[Stored data entries]

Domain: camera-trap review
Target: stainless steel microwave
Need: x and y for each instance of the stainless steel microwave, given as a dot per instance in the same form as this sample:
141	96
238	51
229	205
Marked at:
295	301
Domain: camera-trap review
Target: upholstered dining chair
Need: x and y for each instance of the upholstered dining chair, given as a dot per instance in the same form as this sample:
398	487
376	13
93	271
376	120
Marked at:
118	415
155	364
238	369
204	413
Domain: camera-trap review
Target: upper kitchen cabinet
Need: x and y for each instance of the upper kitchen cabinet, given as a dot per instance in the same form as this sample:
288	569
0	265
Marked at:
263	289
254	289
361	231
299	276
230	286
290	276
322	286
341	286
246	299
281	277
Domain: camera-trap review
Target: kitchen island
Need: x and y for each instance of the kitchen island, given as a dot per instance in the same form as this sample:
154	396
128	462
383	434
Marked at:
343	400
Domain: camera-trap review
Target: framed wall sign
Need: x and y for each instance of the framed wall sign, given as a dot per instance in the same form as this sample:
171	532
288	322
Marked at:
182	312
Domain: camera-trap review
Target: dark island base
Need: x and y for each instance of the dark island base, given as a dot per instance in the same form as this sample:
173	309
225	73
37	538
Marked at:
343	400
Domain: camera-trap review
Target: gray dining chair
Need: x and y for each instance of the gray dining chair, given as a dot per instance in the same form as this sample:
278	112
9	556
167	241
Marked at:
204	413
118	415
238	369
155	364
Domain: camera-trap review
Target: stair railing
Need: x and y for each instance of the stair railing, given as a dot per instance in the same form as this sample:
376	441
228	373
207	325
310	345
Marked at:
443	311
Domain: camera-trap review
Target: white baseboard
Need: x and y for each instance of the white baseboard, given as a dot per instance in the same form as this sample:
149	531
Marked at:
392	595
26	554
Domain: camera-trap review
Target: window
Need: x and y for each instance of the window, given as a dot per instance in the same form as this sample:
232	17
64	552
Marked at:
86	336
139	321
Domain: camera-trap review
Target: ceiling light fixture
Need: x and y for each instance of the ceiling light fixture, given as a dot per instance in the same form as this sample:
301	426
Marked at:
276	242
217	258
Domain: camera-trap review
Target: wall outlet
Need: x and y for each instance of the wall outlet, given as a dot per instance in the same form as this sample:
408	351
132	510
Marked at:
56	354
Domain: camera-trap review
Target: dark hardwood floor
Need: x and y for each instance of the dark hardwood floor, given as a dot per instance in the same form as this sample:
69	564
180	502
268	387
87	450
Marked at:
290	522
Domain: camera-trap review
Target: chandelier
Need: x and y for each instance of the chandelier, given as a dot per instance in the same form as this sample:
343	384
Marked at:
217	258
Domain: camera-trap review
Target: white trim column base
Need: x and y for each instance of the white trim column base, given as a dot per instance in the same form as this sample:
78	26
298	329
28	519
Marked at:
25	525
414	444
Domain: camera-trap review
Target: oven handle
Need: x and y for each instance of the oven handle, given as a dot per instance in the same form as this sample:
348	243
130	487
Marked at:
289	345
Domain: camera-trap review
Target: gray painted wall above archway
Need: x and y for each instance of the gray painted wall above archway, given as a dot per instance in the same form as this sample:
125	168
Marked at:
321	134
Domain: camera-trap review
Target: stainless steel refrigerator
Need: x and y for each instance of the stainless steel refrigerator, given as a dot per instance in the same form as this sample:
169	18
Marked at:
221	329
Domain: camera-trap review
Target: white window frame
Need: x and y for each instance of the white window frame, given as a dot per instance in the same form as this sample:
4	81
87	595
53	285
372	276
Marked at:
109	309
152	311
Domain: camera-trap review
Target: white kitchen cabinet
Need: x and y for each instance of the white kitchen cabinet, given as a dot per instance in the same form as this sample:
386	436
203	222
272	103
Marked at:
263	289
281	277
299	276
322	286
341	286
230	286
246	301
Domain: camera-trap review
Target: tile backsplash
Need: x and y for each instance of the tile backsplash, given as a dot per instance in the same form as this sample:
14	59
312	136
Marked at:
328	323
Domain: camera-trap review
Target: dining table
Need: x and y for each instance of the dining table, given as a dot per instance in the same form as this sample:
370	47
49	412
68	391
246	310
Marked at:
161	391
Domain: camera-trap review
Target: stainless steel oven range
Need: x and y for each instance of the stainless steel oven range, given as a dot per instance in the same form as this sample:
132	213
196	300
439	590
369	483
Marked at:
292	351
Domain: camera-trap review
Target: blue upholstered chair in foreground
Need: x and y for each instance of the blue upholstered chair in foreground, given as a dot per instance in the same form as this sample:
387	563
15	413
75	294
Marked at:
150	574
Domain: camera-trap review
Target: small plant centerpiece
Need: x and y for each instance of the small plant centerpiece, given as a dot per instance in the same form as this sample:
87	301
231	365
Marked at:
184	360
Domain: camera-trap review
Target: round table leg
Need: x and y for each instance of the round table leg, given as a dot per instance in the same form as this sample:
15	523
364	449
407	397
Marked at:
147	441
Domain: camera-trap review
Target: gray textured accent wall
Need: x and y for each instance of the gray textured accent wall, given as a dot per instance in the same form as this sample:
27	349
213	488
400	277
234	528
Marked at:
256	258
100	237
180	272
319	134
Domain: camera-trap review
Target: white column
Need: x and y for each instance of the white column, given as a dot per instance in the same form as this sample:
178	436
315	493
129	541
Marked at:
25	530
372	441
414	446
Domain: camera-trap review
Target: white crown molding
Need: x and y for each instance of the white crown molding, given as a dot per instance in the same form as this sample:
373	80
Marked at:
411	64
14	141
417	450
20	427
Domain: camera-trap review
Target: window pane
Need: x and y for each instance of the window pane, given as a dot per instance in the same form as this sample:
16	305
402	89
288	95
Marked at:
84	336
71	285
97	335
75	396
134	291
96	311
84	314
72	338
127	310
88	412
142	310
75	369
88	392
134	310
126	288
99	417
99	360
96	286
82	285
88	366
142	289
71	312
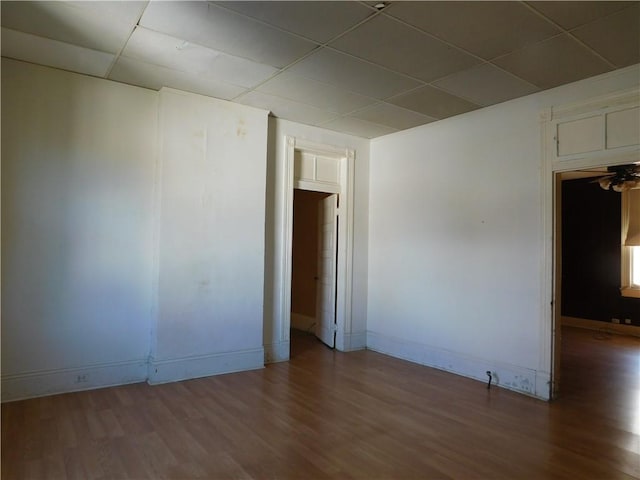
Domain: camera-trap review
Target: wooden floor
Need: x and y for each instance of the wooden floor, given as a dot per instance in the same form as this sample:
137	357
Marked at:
327	414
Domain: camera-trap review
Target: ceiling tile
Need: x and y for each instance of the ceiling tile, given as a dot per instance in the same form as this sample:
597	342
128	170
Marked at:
338	69
212	26
392	116
382	38
575	13
103	26
312	92
487	29
319	21
284	108
485	85
177	54
616	37
44	51
553	62
135	72
433	102
357	127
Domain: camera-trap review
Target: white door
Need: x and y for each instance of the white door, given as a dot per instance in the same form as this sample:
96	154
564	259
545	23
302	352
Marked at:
326	278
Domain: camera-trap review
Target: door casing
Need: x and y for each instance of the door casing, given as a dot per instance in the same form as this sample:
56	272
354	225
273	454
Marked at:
344	278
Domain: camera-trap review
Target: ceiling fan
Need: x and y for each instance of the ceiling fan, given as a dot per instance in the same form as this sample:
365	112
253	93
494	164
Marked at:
621	178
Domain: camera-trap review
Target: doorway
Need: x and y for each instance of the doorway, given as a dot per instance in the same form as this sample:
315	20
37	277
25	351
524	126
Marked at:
314	265
588	260
327	169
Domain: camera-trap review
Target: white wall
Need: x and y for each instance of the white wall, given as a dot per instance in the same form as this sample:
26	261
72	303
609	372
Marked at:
275	340
211	237
456	250
77	194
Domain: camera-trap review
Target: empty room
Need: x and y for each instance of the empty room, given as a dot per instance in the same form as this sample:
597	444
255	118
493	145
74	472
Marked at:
315	239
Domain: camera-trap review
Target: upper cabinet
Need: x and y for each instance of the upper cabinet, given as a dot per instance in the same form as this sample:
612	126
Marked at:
604	127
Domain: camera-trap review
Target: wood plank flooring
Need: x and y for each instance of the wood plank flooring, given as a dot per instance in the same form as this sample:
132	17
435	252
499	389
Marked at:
327	414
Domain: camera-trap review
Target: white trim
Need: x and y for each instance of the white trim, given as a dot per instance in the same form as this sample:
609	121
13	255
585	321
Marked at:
511	377
355	341
345	236
277	352
49	382
185	368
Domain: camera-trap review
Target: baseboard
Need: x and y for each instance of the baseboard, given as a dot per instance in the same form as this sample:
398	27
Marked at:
184	368
51	382
302	322
277	352
511	377
617	328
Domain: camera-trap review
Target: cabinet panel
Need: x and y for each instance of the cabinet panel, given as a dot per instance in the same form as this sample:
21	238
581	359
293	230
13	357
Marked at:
623	128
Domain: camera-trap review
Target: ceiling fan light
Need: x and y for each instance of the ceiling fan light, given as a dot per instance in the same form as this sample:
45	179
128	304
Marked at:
605	183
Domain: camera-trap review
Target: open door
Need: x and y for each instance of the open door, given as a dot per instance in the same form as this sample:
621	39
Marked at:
326	278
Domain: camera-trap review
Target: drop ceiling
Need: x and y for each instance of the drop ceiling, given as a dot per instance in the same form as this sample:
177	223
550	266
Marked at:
364	68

• Aim of the task
Retype, exactly and in full, the lines above from the one containing "Need: x and y for each instance of the tile" through the one containing "Target: gray textured accent wall".

• Answer section
Need: x and y for each instance of the tile backsplash, given as a dot per instance in the same form as this sample:
14	59
312	136
Marked at:
328	323
Domain: camera-trap review
Target: dining table
Need: x and y for each instance of the dining table, given as a dot per instance in the same form as this sample:
370	47
49	412
68	391
246	310
Marked at:
161	391
Domain: camera-trap review
Target: stainless steel oven range
Need: x and y for each instance of the stainless steel oven range, given as a dot per instance in the same form as this sample:
132	213
196	300
439	590
369	483
Marked at:
292	351
Domain: camera-trap review
Target: blue upholstered chair in foreground
Need: x and y for each instance of the blue upholstered chair in foreground, given as a dot per instance in the same form as this sample:
387	563
15	413
75	294
Marked at:
150	574
Domain: camera-trap review
Target: small plant centerpiece
Need: x and y for each instance of the small plant centerpiece, given as a dot per instance in the same form as this sample:
87	301
231	365
Marked at:
184	360
Domain: camera-trap review
Target: round table leg
Need: x and y for each instance of the round table leg, given as a dot per instance in the same form as this sample:
15	523
364	449
407	397
Marked at:
147	441
Domain: camera-trap review
Target: gray textured accent wall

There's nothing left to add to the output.